▶ **Trecho**
* * * * * * * * *
Os que já assistiram ao filme garantem que a classificação não procede. Além de conter cenas moderadas de violência, o filme tem apenas algumas cenas sensuais que passam longe de configurar essa vaga situação sexual complexa que o ministério estranhamente aponta. Seria cômico se não fosse trágico.

O Brasil já viveu momentos de implacável censura à produção artística. Para ficarmos apenas no período republicano, basta lembrar o papel do Departamento de Imprensa e Propaganda (DIP) no Estado Novo varguista e da atuação da Censura Federal durante a vigência da Ditadura de 1964. Em ambos os casos, vivíamos tempos de exceção, marcados por governos autoritários, nos quais músicos, atores, dramaturgos, escritores, cineastas, etc. sentiram o peso da mão firme dos carrascos da intolerância.

O caso de Aquarius é ainda mais estranho porque o elenco do filme, durante o Festival de Cannes, protestou contra o afastamento da presidenta Dilma Roussef e a política para a área da cultura do governo interino de Michel Temer. O protesto, registre-se, teve repercussão mundial.
* * * * * * * * *
▶ **Linhas extraídas**
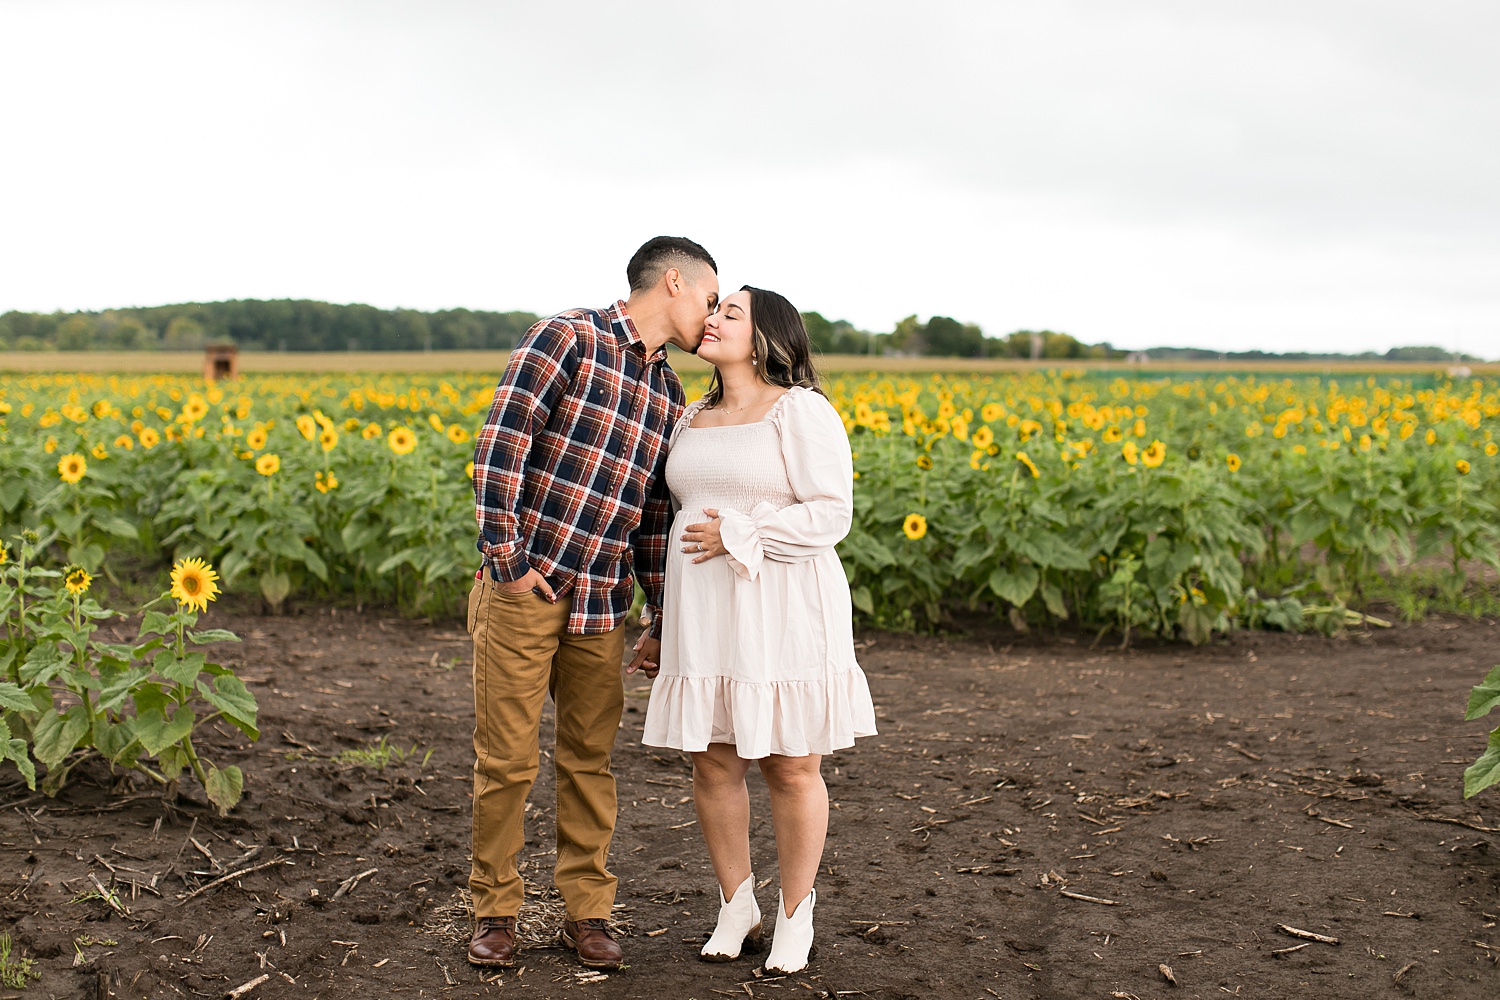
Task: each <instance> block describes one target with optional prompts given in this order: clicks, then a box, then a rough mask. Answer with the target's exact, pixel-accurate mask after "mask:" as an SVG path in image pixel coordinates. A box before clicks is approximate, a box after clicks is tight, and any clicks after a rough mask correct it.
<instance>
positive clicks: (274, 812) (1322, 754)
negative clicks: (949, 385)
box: [0, 609, 1500, 1000]
mask: <svg viewBox="0 0 1500 1000" xmlns="http://www.w3.org/2000/svg"><path fill="white" fill-rule="evenodd" d="M207 624H211V625H217V627H228V628H234V630H236V631H239V633H240V634H242V636H243V637H245V640H246V642H245V643H243V645H240V646H225V648H223V654H222V657H223V660H225V661H229V663H236V664H239V666H240V669H242V672H243V675H245V678H246V679H248V681H249V682H252V685H254V688H255V691H257V693H258V696H260V700H261V712H263V715H261V720H263V723H261V729H263V736H261V741H260V742H258V744H255V745H246V744H245V742H243V739H236V736H237V733H228V732H226V733H220V735H217V736H213V738H211V739H210V741H208V742H210V745H211V747H213V751H211V756H213V757H214V759H216V760H219V762H220V763H223V762H229V763H239V765H240V766H242V768H243V769H245V771H246V798H245V802H243V804H242V805H240V807H239V808H237V810H236V811H234V813H233V814H231V816H229V817H228V819H217V817H216V816H214V814H213V813H211V811H210V810H208V808H207V807H205V805H204V804H202V802H196V801H193V799H192V798H187V799H180V801H178V802H177V805H175V808H171V810H163V807H162V802H160V799H159V798H151V796H150V795H126V796H124V798H121V796H120V795H115V796H114V798H111V796H108V795H107V792H105V787H104V786H105V784H108V775H107V774H105V772H104V771H102V769H98V768H95V769H92V771H90V769H84V774H83V777H81V780H80V781H78V783H75V784H74V786H72V787H69V789H68V790H65V793H63V795H62V796H60V798H57V799H55V801H54V799H45V798H39V796H31V795H28V793H27V792H26V789H24V786H20V784H15V783H12V781H10V778H13V777H15V775H13V771H12V772H7V774H6V775H3V777H0V930H3V931H7V933H10V934H12V936H13V939H15V942H17V952H15V954H17V955H27V957H31V958H34V960H36V969H37V972H40V979H37V981H33V982H31V985H30V987H28V988H27V990H26V991H24V993H23V991H18V990H13V988H12V990H0V999H5V997H21V996H24V997H89V999H95V997H189V996H193V997H222V996H225V994H228V993H229V991H234V990H237V988H240V987H242V985H245V984H251V982H254V981H257V979H260V978H263V976H264V981H263V982H260V985H255V987H252V988H251V990H248V991H243V993H240V994H237V996H243V997H496V996H498V997H502V996H522V997H538V999H541V997H585V999H597V1000H612V999H616V997H655V999H666V1000H675V999H688V997H691V999H696V1000H709V999H711V997H717V996H723V997H760V999H774V997H780V999H784V1000H792V999H795V997H802V996H807V994H810V996H814V997H870V999H877V1000H898V999H906V997H956V999H971V997H972V999H977V1000H986V999H990V997H1002V999H1004V1000H1023V999H1031V997H1037V999H1053V997H1058V999H1070V1000H1071V999H1074V997H1118V999H1127V997H1140V999H1142V1000H1145V999H1149V997H1169V996H1172V997H1224V996H1238V997H1257V999H1259V997H1319V999H1320V1000H1334V999H1343V997H1350V999H1355V997H1358V999H1361V1000H1367V999H1368V997H1380V996H1392V997H1403V996H1406V997H1443V999H1461V997H1496V996H1500V967H1497V961H1500V928H1497V924H1500V835H1497V831H1500V796H1497V795H1493V793H1491V795H1488V796H1481V798H1478V799H1475V801H1472V802H1469V804H1466V802H1464V801H1463V798H1461V774H1463V769H1464V766H1466V765H1467V763H1469V762H1472V760H1473V759H1475V756H1478V753H1479V750H1481V748H1482V745H1484V732H1485V726H1484V724H1482V723H1464V721H1463V706H1464V702H1466V697H1467V690H1469V687H1472V685H1473V684H1476V682H1478V681H1479V679H1481V678H1482V676H1484V673H1485V670H1487V669H1488V667H1490V666H1493V664H1494V663H1496V661H1497V658H1500V625H1497V622H1494V621H1479V622H1475V621H1452V619H1434V621H1428V622H1425V624H1421V625H1413V627H1398V628H1392V630H1377V631H1374V633H1371V634H1368V636H1352V637H1347V639H1343V640H1325V639H1317V637H1305V636H1280V634H1242V636H1236V637H1233V639H1230V640H1227V642H1223V643H1220V645H1215V646H1211V648H1205V649H1191V648H1187V646H1157V648H1137V649H1133V651H1128V652H1118V651H1103V649H1100V651H1095V649H1089V646H1088V639H1070V637H1056V636H1052V637H1040V636H1017V634H1014V633H1010V631H1005V630H999V628H992V627H984V628H990V630H989V631H984V628H981V630H980V631H975V633H972V634H971V636H968V637H965V639H932V637H916V636H892V634H865V636H862V637H861V646H862V649H861V660H862V663H864V666H865V670H867V673H868V678H870V687H871V690H873V693H874V699H876V705H877V709H879V718H880V729H882V732H880V735H879V736H876V738H873V739H867V741H862V742H861V744H859V745H858V747H856V748H855V750H850V751H846V753H841V754H838V756H835V757H834V759H829V760H828V762H826V765H825V774H826V778H828V787H829V795H831V799H832V802H834V810H832V823H831V834H829V840H828V850H826V855H825V870H823V873H822V876H820V877H819V906H817V913H816V927H817V940H819V943H820V952H819V955H817V958H816V960H814V963H813V964H811V967H810V969H808V972H807V973H805V975H798V976H790V978H769V976H763V975H760V973H759V970H757V961H753V960H741V961H738V963H732V964H724V966H709V964H702V963H699V961H697V960H696V952H697V946H699V943H700V942H702V940H703V936H705V933H706V930H708V928H711V925H712V919H714V910H715V904H717V898H715V897H714V891H712V886H714V883H712V877H711V874H709V868H708V862H706V856H705V852H703V847H702V844H700V841H699V835H697V831H696V825H694V822H693V807H691V802H690V798H688V796H690V769H688V766H687V762H685V760H684V759H682V757H681V756H679V754H675V753H657V751H651V750H646V748H642V747H640V744H639V733H640V726H642V718H643V708H645V694H646V682H645V681H643V679H631V681H628V682H627V687H628V694H630V697H628V699H627V714H625V721H624V726H622V729H624V732H621V736H619V744H618V751H616V763H615V771H616V774H618V777H619V786H621V819H619V828H618V834H616V838H615V849H613V855H612V867H613V871H615V873H616V874H618V876H619V879H621V886H619V888H621V892H619V898H618V906H616V915H615V916H616V921H618V924H619V927H621V930H622V931H624V933H625V934H627V937H625V939H624V948H625V954H627V961H628V969H625V970H622V972H618V973H612V975H600V973H589V972H586V970H583V969H580V967H579V966H577V964H576V961H574V958H573V957H571V955H570V954H568V952H564V951H561V949H558V948H556V946H555V940H553V939H555V934H556V928H558V922H559V921H561V907H559V904H558V901H556V895H555V891H552V889H550V859H552V816H553V811H555V810H553V805H552V780H550V774H549V771H550V768H549V760H547V759H544V760H543V777H541V781H540V784H538V787H537V790H535V793H534V796H532V801H534V810H532V811H531V813H529V819H528V837H529V840H528V846H526V850H525V858H523V861H525V874H526V876H528V879H531V883H532V885H531V895H529V897H528V907H526V910H525V912H523V915H522V918H523V922H522V939H523V943H525V945H526V948H525V951H523V954H522V960H520V967H517V969H516V970H513V972H505V973H499V975H495V973H493V972H492V973H489V975H487V976H486V975H481V973H480V972H478V970H474V969H471V967H469V966H468V964H466V963H465V957H463V943H465V940H466V934H468V919H466V913H465V889H463V886H465V882H466V874H468V837H469V831H468V811H469V765H471V760H472V757H471V748H469V747H471V744H469V735H471V729H472V703H471V688H469V675H468V663H469V652H468V639H466V636H465V634H463V633H462V628H455V627H453V625H452V624H413V622H405V621H398V619H383V618H378V616H372V615H363V616H362V615H353V613H348V612H344V610H338V612H332V610H329V609H323V610H309V612H308V613H303V615H293V616H284V618H255V616H234V615H228V613H225V612H216V613H213V615H210V616H208V622H207ZM380 739H384V741H386V744H384V745H386V747H389V748H396V750H398V751H401V753H396V754H393V756H392V759H390V762H389V763H387V766H386V768H384V769H383V771H381V769H375V768H374V766H366V765H359V763H351V762H339V760H335V757H336V756H338V754H339V753H341V751H348V750H362V748H369V747H372V745H375V744H377V741H380ZM549 739H550V732H549V729H546V730H544V733H543V745H544V747H546V745H547V741H549ZM411 748H414V750H411ZM408 750H411V753H407V751H408ZM429 751H431V753H429ZM751 792H753V802H754V808H756V823H754V829H753V847H754V855H756V864H757V877H759V879H762V880H763V882H765V883H766V885H765V886H763V888H762V891H760V903H762V906H763V907H765V909H766V910H768V912H771V910H772V909H774V901H775V882H774V876H775V855H774V846H772V837H771V825H769V819H768V811H766V802H765V792H763V784H760V783H759V780H757V778H753V783H751ZM240 871H243V873H245V874H243V876H239V877H234V876H233V874H231V877H228V879H223V876H226V874H229V873H240ZM92 879H98V880H99V883H101V885H102V886H104V888H105V889H108V888H110V886H111V883H113V886H114V891H115V894H117V897H118V901H120V907H121V910H123V912H113V910H111V909H110V907H108V906H107V903H105V901H104V900H101V898H98V897H99V894H98V891H96V888H95V885H93V882H92ZM90 891H93V895H95V898H81V897H87V895H89V894H90ZM1284 928H1299V930H1301V931H1307V933H1313V934H1319V936H1325V937H1329V939H1337V943H1323V942H1319V940H1308V939H1305V937H1295V936H1290V934H1289V933H1287V931H1286V930H1284ZM1167 969H1170V975H1172V978H1175V979H1176V987H1173V985H1172V984H1170V982H1169V981H1167V972H1166V970H1167Z"/></svg>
* * * * * * * * *
▶ **Instrução**
Reproduza sem alterações a parte do trecho sobre a classificação do filme Aquarius que vai de "Os que já assistiram" a "carrascos da intolerância.".

▶ **Quadro de resposta**
Os que já assistiram ao filme garantem que a classificação não procede. Além de conter cenas moderadas de violência, o filme tem apenas algumas cenas sensuais que passam longe de configurar essa vaga situação sexual complexa que o ministério estranhamente aponta. Seria cômico se não fosse trágico.

O Brasil já viveu momentos de implacável censura à produção artística. Para ficarmos apenas no período republicano, basta lembrar o papel do Departamento de Imprensa e Propaganda (DIP) no Estado Novo varguista e da atuação da Censura Federal durante a vigência da Ditadura de 1964. Em ambos os casos, vivíamos tempos de exceção, marcados por governos autoritários, nos quais músicos, atores, dramaturgos, escritores, cineastas, etc. sentiram o peso da mão firme dos carrascos da intolerância.